## Work order:
Continue the commentary on inflation, deflation and retail sales, starting right after its last sentence.

## Document passage:
#####

Inflation, deflation and retail sales …
Inflation CPI basis fell to 1.7% in February from 1.9% at the start of the year. Good news for households as net earnings improve. Good news for the Bank of England as inflation hits the lowest level for almost five years. Interest rates are more likely to stay on hold into 2015. We never thought otherwise.
Should we be worried about deflation? Not really. The fall was marked by a reduction in goods inflation. Service sector inflation, accounting for half the index, was unchanged at 2.4%. The other half, “goods stuff” slowed to 1.2% from 1.4%.
Despite higher growth, lower unemployment and expansive monetary policy, inflation is drifting lower but it isn’t all one way. Fish and sewage prices increased by 6%, tobacco prices by 7%, utilities, gas and electricity up by over 6% and insurance costs up by 5%.
If you plan to send a post card from your hospital bed to the kids in private school about a book you have just read. Don’t do it! Hospital services, postal services and book costs were up 6%. Education costs increased by over 10%. Stay healthy, watch TV and Skype the better solution.

#####

## Data records:
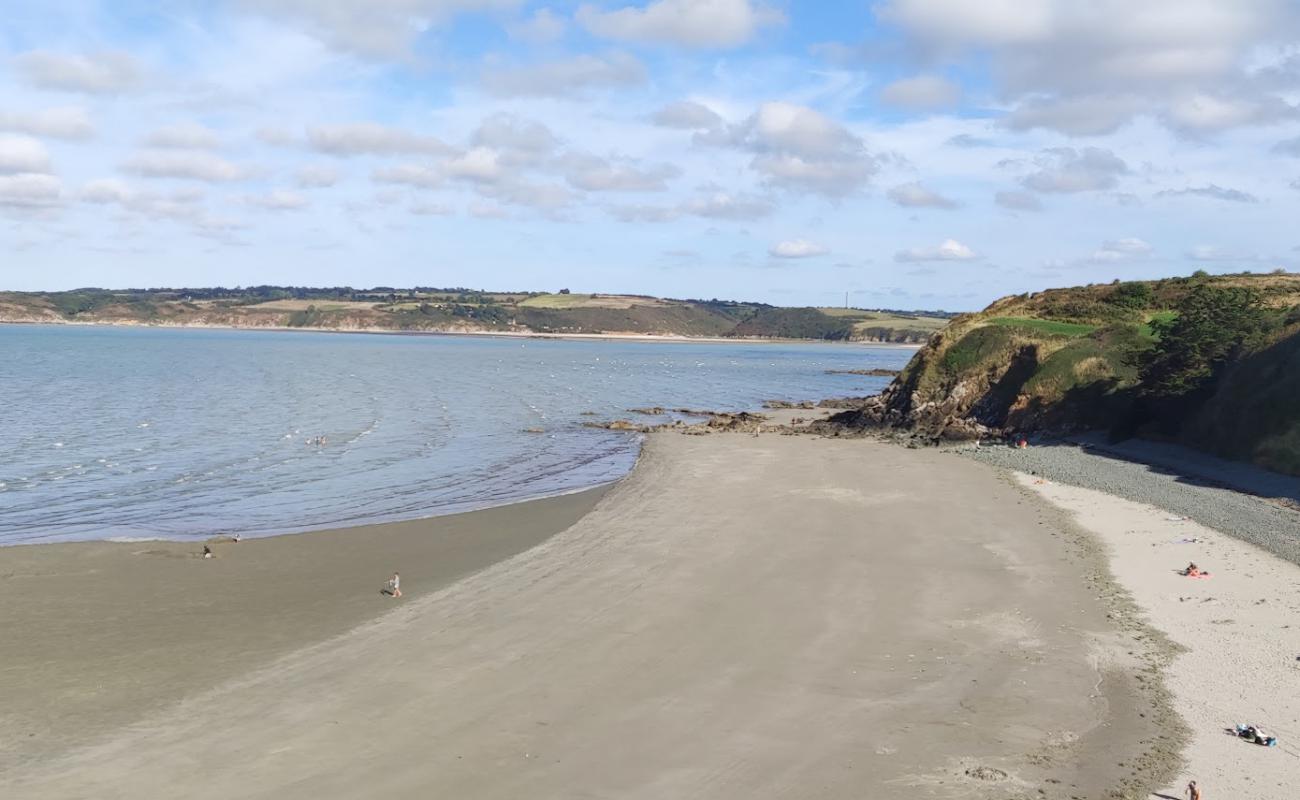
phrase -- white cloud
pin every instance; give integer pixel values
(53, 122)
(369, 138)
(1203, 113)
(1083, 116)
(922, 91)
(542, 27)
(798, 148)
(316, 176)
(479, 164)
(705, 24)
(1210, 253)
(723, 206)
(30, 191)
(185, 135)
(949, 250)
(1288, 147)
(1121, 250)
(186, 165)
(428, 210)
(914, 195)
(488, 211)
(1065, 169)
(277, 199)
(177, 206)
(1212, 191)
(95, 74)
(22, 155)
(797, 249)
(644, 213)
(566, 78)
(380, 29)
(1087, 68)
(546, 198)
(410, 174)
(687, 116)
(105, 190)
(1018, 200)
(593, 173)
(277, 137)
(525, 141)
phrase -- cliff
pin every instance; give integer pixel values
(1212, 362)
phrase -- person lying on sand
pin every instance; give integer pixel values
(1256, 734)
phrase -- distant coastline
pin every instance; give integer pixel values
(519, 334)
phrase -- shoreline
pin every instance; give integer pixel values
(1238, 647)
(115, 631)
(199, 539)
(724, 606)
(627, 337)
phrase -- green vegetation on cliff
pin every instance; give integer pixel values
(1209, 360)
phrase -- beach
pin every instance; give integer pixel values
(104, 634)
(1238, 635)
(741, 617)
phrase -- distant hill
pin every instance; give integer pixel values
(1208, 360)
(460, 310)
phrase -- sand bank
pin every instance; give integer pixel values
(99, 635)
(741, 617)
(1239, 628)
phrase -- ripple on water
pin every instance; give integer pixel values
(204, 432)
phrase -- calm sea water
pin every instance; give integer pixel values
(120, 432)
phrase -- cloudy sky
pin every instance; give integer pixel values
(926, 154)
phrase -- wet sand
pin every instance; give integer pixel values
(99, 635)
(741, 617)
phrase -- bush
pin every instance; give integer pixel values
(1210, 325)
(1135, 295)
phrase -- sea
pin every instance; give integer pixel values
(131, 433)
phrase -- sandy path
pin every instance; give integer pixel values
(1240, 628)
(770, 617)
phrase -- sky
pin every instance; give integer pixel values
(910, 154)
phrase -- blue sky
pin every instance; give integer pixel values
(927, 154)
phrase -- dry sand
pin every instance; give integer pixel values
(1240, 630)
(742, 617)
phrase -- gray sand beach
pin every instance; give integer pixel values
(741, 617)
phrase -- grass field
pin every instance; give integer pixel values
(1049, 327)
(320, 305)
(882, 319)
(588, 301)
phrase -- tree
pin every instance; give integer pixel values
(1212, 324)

#####

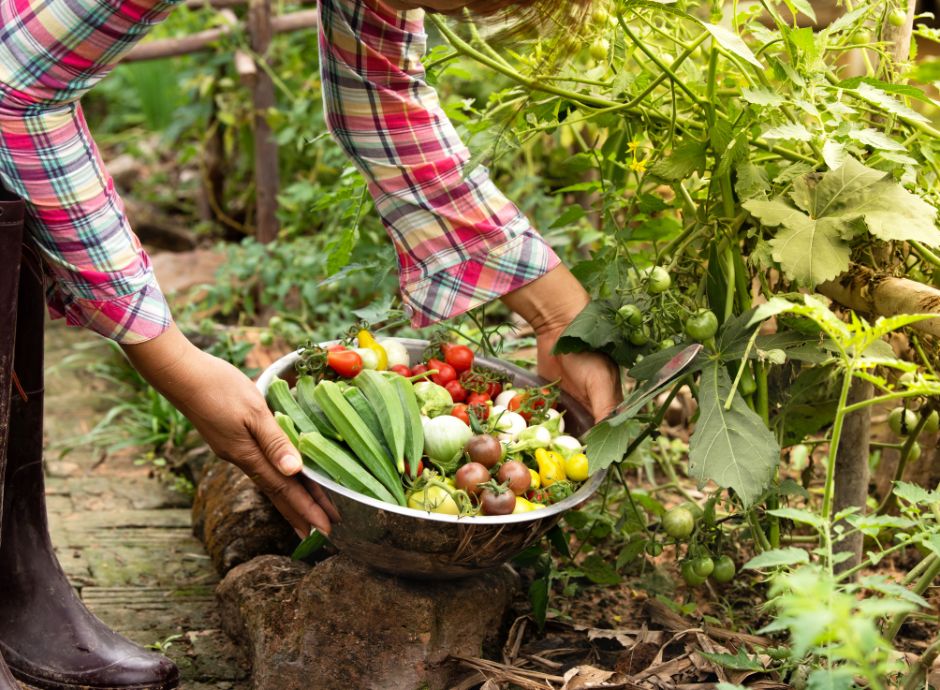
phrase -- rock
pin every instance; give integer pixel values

#####

## Task output:
Strong growth in the UK suggests prices should be rising. So why the drop? The fall in inflation, particularly goods inflation is assisted by trends in world trade and prices, assisted by the appreciation of sterling.
Manufacturing Prices …
Sterling has appreciated by 10% over the year. World prices, oil and basic materials are relatively flat. In February, manufacturing input costs fell by 5.7% overall. Crude oil prices fell by 11% and imported metals and materials fell by 15% and 5% respectively. Imports of parts and equipment assisted the fall, down by 7%.
Manufacturing output prices slowed to 0.5% from 0.9%. This will improve the retail inflation outlook over the short term. We haven't seen input costs fall like this since September 2009 as the UK and the world grappled with recession.
So can it really last? World growth is increasing, world trade is growing, we still await the full recovery in Europe but it will come. Oil prices are becalmed, as the market tries to understand the implications of fracking in the USA. Commodity prices, particularly metals, copper, lead, zinc and iron ore are experiencing a market work out which reflects stock adjustment rather than supply and demand derterminants..
Sooner or later, commodity prices will turn, perhaps in the second half of the year. Fears of deflation are over played, as are the suggestions the inflation genie is back in the bottle in the UK.
Retail Sales …
UK domestic demand conditions are improving demonstrated by the strength of retail sales in the UK. Retail sales in February increased by 3.7%. Sales growth over the last three months has averaged 4.3%. Values in February increased by just 3.8%.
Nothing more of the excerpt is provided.